Data for this task START
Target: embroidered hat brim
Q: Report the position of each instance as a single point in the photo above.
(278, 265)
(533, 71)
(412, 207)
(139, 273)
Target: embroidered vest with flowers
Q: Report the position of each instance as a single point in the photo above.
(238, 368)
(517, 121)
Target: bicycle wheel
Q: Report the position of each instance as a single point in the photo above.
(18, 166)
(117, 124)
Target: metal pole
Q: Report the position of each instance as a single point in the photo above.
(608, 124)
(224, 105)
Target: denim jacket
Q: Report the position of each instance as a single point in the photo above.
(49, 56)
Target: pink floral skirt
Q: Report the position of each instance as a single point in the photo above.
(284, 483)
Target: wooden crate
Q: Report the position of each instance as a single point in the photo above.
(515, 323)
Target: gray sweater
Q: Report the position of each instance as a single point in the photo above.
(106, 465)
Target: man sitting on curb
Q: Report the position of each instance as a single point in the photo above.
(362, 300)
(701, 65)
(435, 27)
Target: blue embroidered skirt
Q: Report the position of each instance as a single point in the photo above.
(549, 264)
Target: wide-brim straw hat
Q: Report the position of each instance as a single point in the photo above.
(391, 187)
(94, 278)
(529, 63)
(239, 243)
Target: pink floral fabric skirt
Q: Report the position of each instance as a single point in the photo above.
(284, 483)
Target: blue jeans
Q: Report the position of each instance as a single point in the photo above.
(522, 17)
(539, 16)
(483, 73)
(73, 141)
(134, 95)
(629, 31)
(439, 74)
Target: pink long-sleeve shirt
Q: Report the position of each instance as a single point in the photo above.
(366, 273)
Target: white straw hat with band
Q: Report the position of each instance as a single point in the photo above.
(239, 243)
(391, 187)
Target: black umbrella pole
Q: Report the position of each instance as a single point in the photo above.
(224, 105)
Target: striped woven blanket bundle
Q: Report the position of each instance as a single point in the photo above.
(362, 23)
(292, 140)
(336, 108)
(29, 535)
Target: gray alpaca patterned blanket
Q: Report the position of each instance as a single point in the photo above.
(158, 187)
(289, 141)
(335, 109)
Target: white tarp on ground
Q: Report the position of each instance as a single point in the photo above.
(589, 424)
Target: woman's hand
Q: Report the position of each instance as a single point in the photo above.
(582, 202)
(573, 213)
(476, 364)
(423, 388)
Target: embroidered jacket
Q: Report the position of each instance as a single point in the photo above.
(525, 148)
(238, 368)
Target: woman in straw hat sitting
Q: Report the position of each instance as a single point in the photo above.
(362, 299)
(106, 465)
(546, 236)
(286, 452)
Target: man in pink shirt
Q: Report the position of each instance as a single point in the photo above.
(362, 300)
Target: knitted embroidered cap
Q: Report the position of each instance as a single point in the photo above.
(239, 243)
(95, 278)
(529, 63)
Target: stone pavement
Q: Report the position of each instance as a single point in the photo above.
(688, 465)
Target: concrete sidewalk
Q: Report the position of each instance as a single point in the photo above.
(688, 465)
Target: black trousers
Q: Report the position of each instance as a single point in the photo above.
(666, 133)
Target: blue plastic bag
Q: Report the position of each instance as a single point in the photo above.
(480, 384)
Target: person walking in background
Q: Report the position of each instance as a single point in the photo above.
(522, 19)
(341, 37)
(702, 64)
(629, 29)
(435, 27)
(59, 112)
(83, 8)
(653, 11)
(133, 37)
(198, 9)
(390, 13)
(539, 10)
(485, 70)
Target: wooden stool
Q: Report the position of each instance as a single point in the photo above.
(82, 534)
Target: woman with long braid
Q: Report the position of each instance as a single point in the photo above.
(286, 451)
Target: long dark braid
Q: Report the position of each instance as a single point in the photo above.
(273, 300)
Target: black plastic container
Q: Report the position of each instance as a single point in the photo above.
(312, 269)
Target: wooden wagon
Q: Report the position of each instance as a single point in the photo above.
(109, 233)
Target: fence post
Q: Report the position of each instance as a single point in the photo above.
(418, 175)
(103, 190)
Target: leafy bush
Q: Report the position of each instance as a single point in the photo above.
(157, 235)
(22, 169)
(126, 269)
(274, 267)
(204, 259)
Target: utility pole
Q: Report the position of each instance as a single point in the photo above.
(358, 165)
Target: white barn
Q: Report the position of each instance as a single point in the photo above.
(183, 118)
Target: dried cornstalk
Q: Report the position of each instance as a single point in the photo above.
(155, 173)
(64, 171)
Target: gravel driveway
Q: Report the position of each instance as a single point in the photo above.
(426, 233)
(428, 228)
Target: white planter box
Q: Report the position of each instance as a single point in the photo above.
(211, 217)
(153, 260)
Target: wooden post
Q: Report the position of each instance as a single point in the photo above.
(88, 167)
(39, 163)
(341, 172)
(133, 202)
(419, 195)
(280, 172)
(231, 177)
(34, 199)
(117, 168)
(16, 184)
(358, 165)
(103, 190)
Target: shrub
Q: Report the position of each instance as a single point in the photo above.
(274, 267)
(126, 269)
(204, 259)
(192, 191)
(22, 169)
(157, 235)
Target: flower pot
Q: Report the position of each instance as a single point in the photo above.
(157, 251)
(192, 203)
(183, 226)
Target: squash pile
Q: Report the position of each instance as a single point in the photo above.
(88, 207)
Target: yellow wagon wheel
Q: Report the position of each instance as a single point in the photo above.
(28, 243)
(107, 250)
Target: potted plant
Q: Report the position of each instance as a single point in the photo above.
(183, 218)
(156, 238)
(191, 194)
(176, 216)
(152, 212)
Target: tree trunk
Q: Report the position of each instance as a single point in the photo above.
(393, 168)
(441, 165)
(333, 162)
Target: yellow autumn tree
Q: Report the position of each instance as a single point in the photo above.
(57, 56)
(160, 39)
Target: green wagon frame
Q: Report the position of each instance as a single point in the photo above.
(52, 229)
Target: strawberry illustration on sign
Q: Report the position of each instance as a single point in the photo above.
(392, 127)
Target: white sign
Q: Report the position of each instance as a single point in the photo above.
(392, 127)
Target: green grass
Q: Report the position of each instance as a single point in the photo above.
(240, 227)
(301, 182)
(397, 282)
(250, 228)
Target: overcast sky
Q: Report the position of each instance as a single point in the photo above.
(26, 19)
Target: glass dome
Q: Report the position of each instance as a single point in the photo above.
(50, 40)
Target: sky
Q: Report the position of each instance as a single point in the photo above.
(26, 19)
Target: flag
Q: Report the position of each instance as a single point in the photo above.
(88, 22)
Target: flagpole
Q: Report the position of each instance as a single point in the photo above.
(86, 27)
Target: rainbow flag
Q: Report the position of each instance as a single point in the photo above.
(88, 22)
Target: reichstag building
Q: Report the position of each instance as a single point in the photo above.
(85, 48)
Data for this task END
* How to complete this task *
Retype each record. Keep every character as it is.

* Problem solution *
Target: embroidered hat brim
Q: Report the position of each instance as a single point in the photo above.
(278, 265)
(533, 71)
(412, 207)
(139, 273)
Target: embroidered vest with flowers
Q: Report the position of each instance as a single point in the photo above.
(238, 368)
(517, 121)
Target: bicycle wheel
Q: Report the position of each instance as a single point in the photo above.
(18, 166)
(117, 124)
Target: metal pole
Q: Report the position of each instance as a single point in the photo above.
(608, 124)
(224, 105)
Target: denim jacket
Q: Report the position of each instance as a single point in the photo above.
(49, 56)
Target: pink floral skirt
Q: Report the position of each instance as a single point in the photo above.
(284, 483)
Target: wooden crate
Q: Report the position of each instance as a single point in the photo above.
(515, 323)
Target: gray sweater
Q: Report the position of each instance as a single point in the photo above.
(106, 465)
Target: man sitting on curb
Q: Report the position of each instance as a single point in the photo above.
(362, 300)
(701, 65)
(435, 27)
Target: blue embroidered skirt
Q: Report the position of each instance as a single point in the photo above.
(549, 264)
Target: wide-brim straw hat
Q: Report the position of each instance as a single point in the photo above.
(391, 187)
(94, 278)
(529, 63)
(239, 243)
Target: pink floral fabric skirt
Q: Report the position of each instance as a single point in the photo above.
(284, 483)
Target: blue jeans
Q: Report the position of each instance as a single point in the photo above.
(522, 17)
(539, 16)
(483, 73)
(73, 141)
(134, 95)
(629, 31)
(439, 74)
Target: pink long-sleeve shirt
Q: Report the position of each instance as a single point in the photo above.
(366, 273)
Target: white straw hat with band
Q: Report the position of each instance as a single point in the photo above.
(239, 243)
(391, 187)
Target: black umbrella pole
Q: Report the position of each instance as a single point in the photo above.
(224, 105)
Target: striped woven blanket bundle
Q: Report the position of each instance as a single point in the photo above.
(362, 23)
(292, 140)
(336, 108)
(29, 535)
Target: gray alpaca patterned blanket
Q: Report the position of each instance as a single point in the photo above.
(158, 187)
(289, 141)
(335, 109)
Target: white tarp on ground
Q: Report the position of each instance as a single point in the photo above.
(589, 424)
Target: woman's hand
Q: Report the position of each instance as a single point in the photo above.
(582, 202)
(573, 213)
(476, 364)
(423, 388)
Target: embroidered jacket
Q: Report the position of each instance as a single point in the photo above.
(525, 148)
(238, 368)
Target: woman in straw hat sitting
Q: Report the position of each instance as a single point in the photo above.
(362, 299)
(106, 465)
(546, 236)
(286, 452)
Target: man in pink shirt
Q: Report the position of each instance as a single point in the photo above.
(362, 300)
Target: knitted embroidered cap
Q: Report the position of each instance as a single point in the photo above.
(239, 243)
(95, 278)
(529, 63)
Target: stone pavement
Q: Report the position of each instance as a single point in the photo above.
(688, 465)
Target: concrete sidewalk
Q: Report the position of each instance as a single point in the photo above.
(688, 465)
Target: black trousers
Q: Report the position of each instance as a single point in the photo above.
(666, 133)
Target: blue plastic bag
Q: Report the position of each instance as a single point in the photo above.
(480, 384)
Target: person walking in background
Q: Report the position of each instance as a single point in the photo above.
(522, 19)
(341, 37)
(702, 64)
(629, 29)
(435, 27)
(59, 112)
(83, 8)
(653, 11)
(133, 37)
(198, 9)
(390, 13)
(539, 10)
(485, 70)
Target: wooden stool
Q: Report the position of each instance as a single point in the photo above.
(82, 534)
Target: woman with long braid
Q: Report the position of each instance as a single point in the photo above.
(286, 451)
Target: long dark braid
Q: Report the position of each instance as a single point in the photo above.
(273, 300)
Target: black plastic container
Q: Report the position of each instance as a single point in the photo above.
(312, 269)
Target: wooden wagon
Q: Report the position of each instance as a single point in the photo above.
(109, 233)
Target: fence post
Q: Report the position of each instance as a single point in the photo above.
(418, 175)
(103, 190)
Target: leafy bush
Q: Report the position of each instance as a single point in the photo above.
(157, 235)
(22, 169)
(126, 269)
(274, 267)
(204, 259)
Target: utility pole
Q: Report the position of each instance as a single point in the photo above.
(358, 165)
Target: white barn
Q: Report the position of each instance as a single point in the photo above.
(183, 118)
Target: dried cornstalk
Q: Report the position of each instance as a single point in the photo above.
(155, 173)
(64, 171)
Target: gravel driveway
Q: Report the position of each instance as a single point in the photo above.
(426, 233)
(428, 228)
Target: white planter box
Q: Report the position of each instance as a single point in the photo above.
(211, 217)
(153, 260)
Target: wooden post
Q: Report the position of each instance as a single point in the photo above.
(88, 167)
(39, 163)
(341, 172)
(133, 202)
(419, 195)
(280, 172)
(231, 177)
(34, 199)
(117, 168)
(16, 184)
(358, 165)
(103, 190)
Target: shrub
Q: Report the position of each instance as a single point in the photo above.
(274, 267)
(126, 269)
(204, 259)
(192, 191)
(22, 169)
(157, 235)
Target: flower pot
Q: Report the position of each instance as a single point in the photo above.
(157, 251)
(192, 203)
(183, 226)
Target: squash pile
Q: Report the position of each instance as a single point in the photo above.
(88, 207)
Target: yellow wagon wheel
Q: Report the position of each instance as a single point in the photo above.
(28, 243)
(107, 250)
Target: potted plant
Q: Report the position of each instance as a single point in the photo above.
(183, 218)
(156, 238)
(191, 194)
(176, 216)
(152, 212)
Target: tree trunk
Q: Report the position of each instance as a single point in the photo above.
(393, 168)
(441, 165)
(333, 162)
Target: yellow autumn tree
Q: Report the position of each instance as a single point in the photo above.
(57, 56)
(160, 39)
Target: green wagon frame
Q: Report the position of each instance as a single point in the photo above.
(52, 229)
Target: strawberry illustration on sign
Q: Report the position of each instance as a single point in the photo above.
(392, 127)
Target: white sign
Q: Report the position of each instance as a single point in the photo above.
(392, 127)
Target: green grass
Q: Report the position of each instance as a single point in the photo above.
(240, 227)
(301, 182)
(397, 282)
(250, 228)
Target: overcast sky
Q: Report the position of each instance as a single point in the photo above.
(26, 19)
Target: glass dome
Q: Report the position of each instance as a single point in the photo above.
(50, 40)
Target: sky
Q: Report the position of each instance as a single point in the photo above.
(26, 19)
Target: flag
Q: Report the position of each instance as a single point in the photo above.
(88, 22)
Target: flagpole
Q: Report the position of each instance as a single point in the photo above.
(86, 27)
Target: rainbow flag
Q: Report the position of each instance as a single point in the photo above.
(88, 22)
Target: reichstag building
Q: Report the position of each instance as a single point in the photo above.
(85, 48)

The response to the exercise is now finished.